→ PROVIDED PASSAGE:
* begin *
# Mandatory Microchips



## KB87 (Jan 30, 2012)

I just read an article about how in England all owners must have their dogs microchipped by April 2016. Personally, I had my V microchipped a few months back when he was neutered because I'm afraid of him getting loose and never having a chance of seeing him again. I've been told by family and complete strangers (which is weird) that if they found him they would want to keep him. So what do we think about being forced to chip our dogs?


----------



## harrigab (Aug 21, 2011)

I think it's good old common sense. I had Ruby microchipped when she had her puppy vac shots.
Also, maybe and hopefully, it will lead to less abandoned dogs tied to lamposts etc.


----------



## mswhipple (Mar 7, 2011)

I agree!! Common sense!! Until dogs (and cats) can learn how to speak English (or whatever language their owners speak), and until they've memorized their address and phone number, a microchip is their only surefire way of communicating that information. I had the Vet microchip Willie on his first visit there (at the age of approx. two years). It gives me peace of mind -- to a certain extent.


----------



## datacan (May 15, 2011)

Our breeder tattooed the inside of Sammy's ear. 

Said about microchips: are good but thinks that not many will bother (unless professional)! reading the chips in actual life. 
Besides, microchips tend to move deep into tissues. May need to be chipped more than once. 

Some pros tattoo the hind leg, visible. Those dogs are rarely stolen.


----------



## Big Rick (Apr 14, 2009)

Depend on the government to legislate something that's common sense.

Dexter got his when he was neutered and Scarlet was chipped by the breeder. In addition to the chip they each have a tag with their number on their collar. Scarlet escaped through the garage once and we got a call from AKC CAR about 30 minutes later (didn't even know she was missing). She had turned up at a neighbor's house. They called in the number and she was back home soon. Even though it wasn't the actual chip that got her returned, having it registered worked perfectly.


----------



## Ozkar (Jul 4, 2011)

It's been mandatory for a while here in Australia. Prior to that it was optional, but most opted for it even prior to being mandated. It can make for fast recovery of a list pup.
* end *
→ DIRECTIONS: In the microchip thread, turn the paragraph beginning "Dexter got his when he was neutered" into a short bulleted list that keeps its main facts. The records are separate from the microchip thread.

→ RECORDS:
* begin *
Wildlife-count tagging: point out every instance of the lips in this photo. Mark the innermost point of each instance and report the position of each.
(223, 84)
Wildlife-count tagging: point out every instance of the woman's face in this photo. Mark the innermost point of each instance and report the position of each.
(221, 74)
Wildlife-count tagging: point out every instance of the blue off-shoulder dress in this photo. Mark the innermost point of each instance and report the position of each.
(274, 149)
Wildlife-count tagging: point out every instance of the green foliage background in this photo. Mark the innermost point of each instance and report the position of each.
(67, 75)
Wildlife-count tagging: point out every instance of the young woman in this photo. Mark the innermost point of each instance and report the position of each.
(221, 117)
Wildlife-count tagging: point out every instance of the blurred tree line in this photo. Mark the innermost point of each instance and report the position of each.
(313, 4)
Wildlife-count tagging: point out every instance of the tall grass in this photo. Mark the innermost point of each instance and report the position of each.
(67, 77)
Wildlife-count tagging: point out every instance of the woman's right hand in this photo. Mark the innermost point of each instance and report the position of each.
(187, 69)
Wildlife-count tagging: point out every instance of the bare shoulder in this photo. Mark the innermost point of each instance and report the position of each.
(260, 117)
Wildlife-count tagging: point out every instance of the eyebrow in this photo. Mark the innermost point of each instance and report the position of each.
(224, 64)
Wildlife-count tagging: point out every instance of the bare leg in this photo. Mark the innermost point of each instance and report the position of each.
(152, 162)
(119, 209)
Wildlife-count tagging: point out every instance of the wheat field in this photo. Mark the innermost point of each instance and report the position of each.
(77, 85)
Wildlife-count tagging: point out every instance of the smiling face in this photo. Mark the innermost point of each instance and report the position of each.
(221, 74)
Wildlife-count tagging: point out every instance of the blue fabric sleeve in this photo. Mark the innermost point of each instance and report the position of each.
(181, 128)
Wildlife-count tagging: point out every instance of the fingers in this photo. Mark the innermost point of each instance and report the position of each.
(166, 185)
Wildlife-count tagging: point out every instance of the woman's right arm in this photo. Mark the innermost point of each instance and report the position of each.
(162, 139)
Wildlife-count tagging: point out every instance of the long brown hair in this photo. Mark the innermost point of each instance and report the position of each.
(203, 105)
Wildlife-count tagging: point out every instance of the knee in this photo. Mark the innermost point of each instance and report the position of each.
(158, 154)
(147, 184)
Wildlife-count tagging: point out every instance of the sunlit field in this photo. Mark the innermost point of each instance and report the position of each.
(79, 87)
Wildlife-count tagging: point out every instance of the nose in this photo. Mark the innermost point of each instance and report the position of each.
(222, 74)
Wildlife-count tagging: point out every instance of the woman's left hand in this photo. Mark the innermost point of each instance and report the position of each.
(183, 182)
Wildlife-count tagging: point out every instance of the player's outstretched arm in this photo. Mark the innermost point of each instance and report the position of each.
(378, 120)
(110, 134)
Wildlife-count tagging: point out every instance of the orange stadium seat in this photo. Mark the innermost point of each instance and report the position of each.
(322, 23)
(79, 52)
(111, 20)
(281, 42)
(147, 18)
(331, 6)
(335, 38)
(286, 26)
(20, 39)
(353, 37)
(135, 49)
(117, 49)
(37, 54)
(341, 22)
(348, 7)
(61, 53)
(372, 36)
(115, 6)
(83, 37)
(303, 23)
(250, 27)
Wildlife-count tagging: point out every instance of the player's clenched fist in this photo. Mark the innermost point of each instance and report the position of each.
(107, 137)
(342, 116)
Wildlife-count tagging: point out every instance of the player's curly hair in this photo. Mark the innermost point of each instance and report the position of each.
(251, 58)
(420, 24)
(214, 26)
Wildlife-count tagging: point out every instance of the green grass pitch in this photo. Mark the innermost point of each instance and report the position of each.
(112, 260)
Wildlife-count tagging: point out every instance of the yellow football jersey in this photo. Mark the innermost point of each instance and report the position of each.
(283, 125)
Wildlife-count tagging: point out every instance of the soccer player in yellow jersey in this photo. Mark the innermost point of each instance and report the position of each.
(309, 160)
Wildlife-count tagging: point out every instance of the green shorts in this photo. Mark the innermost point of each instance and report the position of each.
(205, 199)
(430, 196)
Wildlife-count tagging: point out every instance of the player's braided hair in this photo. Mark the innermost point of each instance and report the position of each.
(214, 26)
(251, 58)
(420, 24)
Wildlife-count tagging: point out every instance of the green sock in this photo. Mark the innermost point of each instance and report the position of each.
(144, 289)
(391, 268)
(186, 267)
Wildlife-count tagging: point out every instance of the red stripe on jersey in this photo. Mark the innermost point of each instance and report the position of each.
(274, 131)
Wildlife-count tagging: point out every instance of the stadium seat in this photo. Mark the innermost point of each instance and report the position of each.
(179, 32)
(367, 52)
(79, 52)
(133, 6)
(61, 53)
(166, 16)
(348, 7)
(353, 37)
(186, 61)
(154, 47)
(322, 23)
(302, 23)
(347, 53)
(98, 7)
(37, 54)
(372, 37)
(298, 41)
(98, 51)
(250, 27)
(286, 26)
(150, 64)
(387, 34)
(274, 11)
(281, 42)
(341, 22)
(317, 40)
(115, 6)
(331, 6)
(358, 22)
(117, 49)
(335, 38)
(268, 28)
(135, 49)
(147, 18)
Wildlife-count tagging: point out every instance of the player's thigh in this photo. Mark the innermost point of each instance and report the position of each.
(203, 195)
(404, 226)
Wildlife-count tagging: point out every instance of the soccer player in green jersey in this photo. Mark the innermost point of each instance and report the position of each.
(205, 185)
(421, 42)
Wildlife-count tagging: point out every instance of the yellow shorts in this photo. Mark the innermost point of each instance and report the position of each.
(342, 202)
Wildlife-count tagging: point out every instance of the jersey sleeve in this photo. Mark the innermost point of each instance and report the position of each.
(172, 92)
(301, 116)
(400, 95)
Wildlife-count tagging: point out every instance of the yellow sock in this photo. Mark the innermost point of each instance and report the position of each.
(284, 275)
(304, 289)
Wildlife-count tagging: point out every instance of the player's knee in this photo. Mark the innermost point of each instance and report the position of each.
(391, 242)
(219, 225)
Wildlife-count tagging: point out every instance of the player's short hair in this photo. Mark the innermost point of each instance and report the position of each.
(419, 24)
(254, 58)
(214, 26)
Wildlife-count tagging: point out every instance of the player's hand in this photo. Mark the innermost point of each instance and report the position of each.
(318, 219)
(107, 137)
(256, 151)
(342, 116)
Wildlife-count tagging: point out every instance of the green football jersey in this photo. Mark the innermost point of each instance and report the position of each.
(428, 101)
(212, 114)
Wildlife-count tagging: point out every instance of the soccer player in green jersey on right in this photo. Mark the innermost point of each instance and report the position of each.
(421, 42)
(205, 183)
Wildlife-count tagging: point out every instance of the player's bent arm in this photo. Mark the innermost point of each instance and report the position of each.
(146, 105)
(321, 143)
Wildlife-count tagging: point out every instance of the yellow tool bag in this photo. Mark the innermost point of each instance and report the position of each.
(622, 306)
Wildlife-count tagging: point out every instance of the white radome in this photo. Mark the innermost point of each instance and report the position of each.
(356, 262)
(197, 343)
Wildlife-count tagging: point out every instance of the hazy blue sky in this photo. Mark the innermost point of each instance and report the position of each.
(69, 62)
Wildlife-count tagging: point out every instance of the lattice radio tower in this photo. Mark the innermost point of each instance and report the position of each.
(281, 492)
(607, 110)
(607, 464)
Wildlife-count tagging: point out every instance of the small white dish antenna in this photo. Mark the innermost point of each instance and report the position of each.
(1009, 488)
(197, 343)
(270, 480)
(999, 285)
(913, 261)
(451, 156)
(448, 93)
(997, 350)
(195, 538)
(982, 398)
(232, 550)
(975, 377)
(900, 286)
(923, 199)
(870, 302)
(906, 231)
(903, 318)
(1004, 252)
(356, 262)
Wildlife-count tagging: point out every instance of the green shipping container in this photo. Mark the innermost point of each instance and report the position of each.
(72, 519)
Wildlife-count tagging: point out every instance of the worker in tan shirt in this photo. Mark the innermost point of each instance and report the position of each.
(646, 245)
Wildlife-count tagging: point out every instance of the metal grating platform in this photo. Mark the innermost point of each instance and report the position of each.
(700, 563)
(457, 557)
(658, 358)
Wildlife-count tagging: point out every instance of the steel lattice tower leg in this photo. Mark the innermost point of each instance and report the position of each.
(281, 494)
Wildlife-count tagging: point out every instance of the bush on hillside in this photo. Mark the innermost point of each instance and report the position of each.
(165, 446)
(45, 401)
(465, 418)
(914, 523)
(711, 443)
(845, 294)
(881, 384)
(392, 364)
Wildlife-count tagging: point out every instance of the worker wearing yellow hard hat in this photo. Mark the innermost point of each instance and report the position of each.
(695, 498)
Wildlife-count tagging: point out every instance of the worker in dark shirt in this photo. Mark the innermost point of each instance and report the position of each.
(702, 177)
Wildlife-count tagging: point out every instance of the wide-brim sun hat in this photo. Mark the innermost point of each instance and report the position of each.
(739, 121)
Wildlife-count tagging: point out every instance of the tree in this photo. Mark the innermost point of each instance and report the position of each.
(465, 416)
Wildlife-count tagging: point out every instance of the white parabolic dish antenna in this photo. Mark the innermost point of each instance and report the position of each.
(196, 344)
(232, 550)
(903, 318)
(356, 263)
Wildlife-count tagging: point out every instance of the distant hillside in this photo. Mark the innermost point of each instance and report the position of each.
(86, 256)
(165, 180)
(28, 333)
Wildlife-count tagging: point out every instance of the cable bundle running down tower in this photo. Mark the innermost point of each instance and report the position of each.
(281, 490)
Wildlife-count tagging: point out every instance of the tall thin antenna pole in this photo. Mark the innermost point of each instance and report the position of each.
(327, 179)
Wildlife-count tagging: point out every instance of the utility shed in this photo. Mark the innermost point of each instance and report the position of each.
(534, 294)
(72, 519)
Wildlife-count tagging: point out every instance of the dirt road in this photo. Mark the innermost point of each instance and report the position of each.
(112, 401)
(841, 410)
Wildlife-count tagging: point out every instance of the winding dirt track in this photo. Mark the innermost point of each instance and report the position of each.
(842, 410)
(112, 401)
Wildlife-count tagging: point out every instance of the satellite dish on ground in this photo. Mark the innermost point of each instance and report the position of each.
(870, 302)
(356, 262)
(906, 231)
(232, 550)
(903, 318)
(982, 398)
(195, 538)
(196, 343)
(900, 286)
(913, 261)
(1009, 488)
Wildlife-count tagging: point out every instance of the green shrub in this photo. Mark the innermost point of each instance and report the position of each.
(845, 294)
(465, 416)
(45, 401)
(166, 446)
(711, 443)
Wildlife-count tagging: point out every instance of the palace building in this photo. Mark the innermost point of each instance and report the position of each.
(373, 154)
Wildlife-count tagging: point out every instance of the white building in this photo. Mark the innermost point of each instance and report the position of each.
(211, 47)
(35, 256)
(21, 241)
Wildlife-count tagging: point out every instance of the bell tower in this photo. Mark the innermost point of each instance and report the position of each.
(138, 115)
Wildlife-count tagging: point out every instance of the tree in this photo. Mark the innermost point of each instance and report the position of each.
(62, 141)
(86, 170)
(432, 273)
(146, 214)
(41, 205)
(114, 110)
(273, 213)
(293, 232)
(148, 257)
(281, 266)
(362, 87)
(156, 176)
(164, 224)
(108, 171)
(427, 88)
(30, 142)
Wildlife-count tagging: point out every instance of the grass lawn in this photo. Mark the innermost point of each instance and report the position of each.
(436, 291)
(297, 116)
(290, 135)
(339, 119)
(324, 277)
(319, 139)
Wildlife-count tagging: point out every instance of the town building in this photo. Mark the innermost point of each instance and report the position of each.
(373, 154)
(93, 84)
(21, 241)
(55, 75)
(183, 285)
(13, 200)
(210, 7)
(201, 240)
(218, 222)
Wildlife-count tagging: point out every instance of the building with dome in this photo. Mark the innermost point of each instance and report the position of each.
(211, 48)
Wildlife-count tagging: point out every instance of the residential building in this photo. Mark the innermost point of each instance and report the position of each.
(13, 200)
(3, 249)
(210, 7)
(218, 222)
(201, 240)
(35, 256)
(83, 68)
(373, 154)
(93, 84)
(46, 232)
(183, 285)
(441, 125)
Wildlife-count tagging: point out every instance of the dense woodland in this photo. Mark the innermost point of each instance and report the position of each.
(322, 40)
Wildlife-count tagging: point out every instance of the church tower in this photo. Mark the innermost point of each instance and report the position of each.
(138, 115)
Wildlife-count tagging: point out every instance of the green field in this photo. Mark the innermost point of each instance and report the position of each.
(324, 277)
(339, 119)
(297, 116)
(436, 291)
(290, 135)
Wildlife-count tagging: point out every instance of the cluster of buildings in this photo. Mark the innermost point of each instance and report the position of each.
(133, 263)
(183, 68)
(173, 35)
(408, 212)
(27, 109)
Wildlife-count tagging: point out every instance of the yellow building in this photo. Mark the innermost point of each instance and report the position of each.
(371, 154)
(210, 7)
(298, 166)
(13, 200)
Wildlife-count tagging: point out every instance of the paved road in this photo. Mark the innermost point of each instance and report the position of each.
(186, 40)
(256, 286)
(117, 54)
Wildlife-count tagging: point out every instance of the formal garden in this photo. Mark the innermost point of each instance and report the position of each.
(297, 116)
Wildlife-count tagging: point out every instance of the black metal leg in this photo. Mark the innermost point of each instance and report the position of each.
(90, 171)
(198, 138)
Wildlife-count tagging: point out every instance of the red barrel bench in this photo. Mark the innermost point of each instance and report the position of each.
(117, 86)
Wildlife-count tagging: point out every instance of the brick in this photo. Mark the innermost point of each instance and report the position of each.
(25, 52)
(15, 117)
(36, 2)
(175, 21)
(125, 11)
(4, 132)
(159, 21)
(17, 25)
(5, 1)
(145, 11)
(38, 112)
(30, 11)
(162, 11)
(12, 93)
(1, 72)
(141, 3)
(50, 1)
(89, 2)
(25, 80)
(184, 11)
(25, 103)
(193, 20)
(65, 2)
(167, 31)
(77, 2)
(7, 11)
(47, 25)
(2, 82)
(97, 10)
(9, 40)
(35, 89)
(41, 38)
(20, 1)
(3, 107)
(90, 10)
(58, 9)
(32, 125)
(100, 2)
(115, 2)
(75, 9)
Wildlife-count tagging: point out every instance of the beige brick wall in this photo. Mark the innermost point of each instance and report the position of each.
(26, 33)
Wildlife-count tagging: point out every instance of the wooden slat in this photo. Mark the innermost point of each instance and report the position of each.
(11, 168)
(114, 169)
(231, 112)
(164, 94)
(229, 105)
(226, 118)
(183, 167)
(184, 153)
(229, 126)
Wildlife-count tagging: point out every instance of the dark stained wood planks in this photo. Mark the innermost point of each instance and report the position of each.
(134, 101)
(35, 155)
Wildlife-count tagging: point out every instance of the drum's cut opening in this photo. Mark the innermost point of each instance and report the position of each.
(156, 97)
* end *
→ TASK SOLUTION:
- Dexter was chipped when he was neutered, and Scarlet was chipped by the breeder.
- Each dog also wears a collar tag showing its number.
- Scarlet once escaped through the garage and turned up at a neighbor's house.
- The neighbor called in the number, and AKC CAR phoned about 30 minutes later, before the owners knew she was gone.
- She was soon home. The tag, not the chip itself, got her back, but having the number registered worked perfectly.